───── PROVIDED ENTRIES ─────
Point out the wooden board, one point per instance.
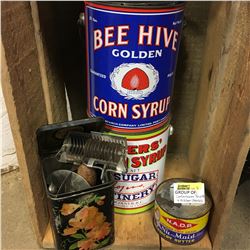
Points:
(51, 73)
(187, 77)
(220, 139)
(21, 83)
(137, 231)
(24, 88)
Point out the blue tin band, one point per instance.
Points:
(131, 60)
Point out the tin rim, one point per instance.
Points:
(134, 134)
(207, 195)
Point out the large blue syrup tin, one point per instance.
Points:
(131, 61)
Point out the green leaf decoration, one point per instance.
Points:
(78, 236)
(73, 246)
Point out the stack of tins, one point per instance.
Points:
(132, 51)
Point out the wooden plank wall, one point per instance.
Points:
(220, 139)
(58, 23)
(188, 74)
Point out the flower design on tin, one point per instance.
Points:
(88, 229)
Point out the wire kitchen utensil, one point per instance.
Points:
(96, 150)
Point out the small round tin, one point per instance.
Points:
(178, 223)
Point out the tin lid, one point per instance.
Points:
(164, 198)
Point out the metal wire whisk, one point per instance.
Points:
(93, 149)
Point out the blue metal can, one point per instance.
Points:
(132, 51)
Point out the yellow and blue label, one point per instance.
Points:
(177, 230)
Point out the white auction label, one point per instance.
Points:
(189, 193)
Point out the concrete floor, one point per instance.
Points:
(17, 232)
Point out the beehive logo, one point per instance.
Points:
(134, 80)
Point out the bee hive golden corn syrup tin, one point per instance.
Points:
(146, 154)
(132, 50)
(178, 223)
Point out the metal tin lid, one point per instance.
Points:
(142, 4)
(164, 198)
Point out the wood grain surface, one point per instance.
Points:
(21, 83)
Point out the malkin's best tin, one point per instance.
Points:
(132, 50)
(146, 154)
(178, 223)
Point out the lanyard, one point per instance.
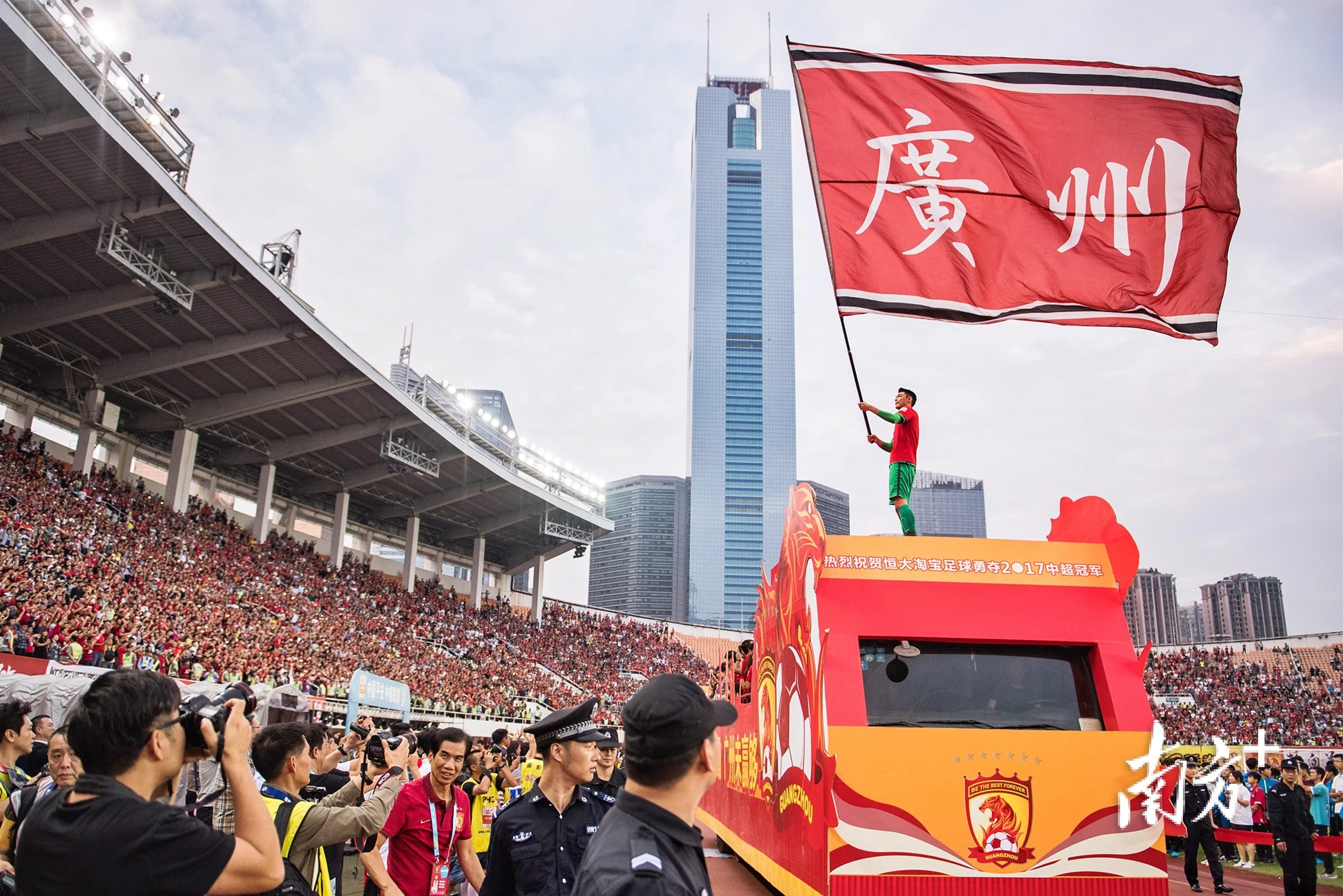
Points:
(276, 793)
(433, 819)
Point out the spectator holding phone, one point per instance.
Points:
(106, 835)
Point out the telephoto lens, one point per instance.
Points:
(200, 709)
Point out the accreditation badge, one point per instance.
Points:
(438, 879)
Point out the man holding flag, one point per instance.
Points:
(904, 452)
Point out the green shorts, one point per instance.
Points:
(901, 480)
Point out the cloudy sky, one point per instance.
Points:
(514, 179)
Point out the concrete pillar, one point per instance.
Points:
(125, 453)
(411, 548)
(26, 413)
(286, 521)
(538, 588)
(88, 434)
(265, 491)
(180, 469)
(477, 572)
(339, 524)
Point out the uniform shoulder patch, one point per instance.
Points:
(644, 859)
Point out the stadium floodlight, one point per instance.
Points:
(104, 31)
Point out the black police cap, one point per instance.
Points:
(571, 723)
(670, 717)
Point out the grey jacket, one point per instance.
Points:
(336, 820)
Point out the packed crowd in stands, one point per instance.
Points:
(1234, 698)
(98, 572)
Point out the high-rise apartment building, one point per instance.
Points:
(1151, 609)
(743, 430)
(1244, 608)
(949, 505)
(833, 507)
(1192, 624)
(642, 566)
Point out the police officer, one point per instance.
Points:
(1294, 830)
(649, 844)
(1200, 833)
(539, 840)
(609, 779)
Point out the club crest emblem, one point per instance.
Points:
(998, 811)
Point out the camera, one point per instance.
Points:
(202, 709)
(382, 742)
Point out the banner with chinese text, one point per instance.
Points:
(979, 190)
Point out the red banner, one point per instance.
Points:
(981, 190)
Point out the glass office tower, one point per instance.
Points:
(743, 429)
─────
PROBLEM STATEMENT: In the listing above, find the line with "Point out the telephoto" and the line with "Point out the club". Output those two lines and every line between them, exactly as written.

REPLY:
Point out the telephoto lens, one point per instance.
Points:
(200, 709)
Point out the accreditation badge, one point per instance.
Points:
(438, 879)
Point out the man holding flag, one point per instance.
Points:
(904, 452)
Point out the green shorts, one point per instance.
Points:
(901, 480)
Point out the cloudy sky, one point per instance.
Points:
(514, 179)
Point out the concrete pillar, one point per instance.
Points:
(125, 453)
(411, 548)
(26, 413)
(286, 521)
(538, 588)
(88, 434)
(265, 491)
(180, 469)
(477, 572)
(339, 524)
Point out the uniform shoulder patch, one point per instance.
Points:
(644, 859)
Point out the stadium floodlight, one point per instance.
Points:
(104, 31)
Point out the black police cap, one point per instance.
Points:
(571, 723)
(670, 717)
Point out the grey jacket, one point per instance.
Points:
(336, 820)
Point out the packed crowd in stands, one point per instance.
Points:
(1234, 698)
(98, 572)
Point out the high-rise apartment building, one point per instance.
Points:
(1151, 609)
(743, 430)
(1244, 608)
(949, 505)
(833, 507)
(1192, 624)
(642, 566)
Point out the police officer, one point per instance.
Points:
(1294, 830)
(649, 844)
(1200, 833)
(539, 840)
(609, 779)
Point out the club crest emblem, one point per instance.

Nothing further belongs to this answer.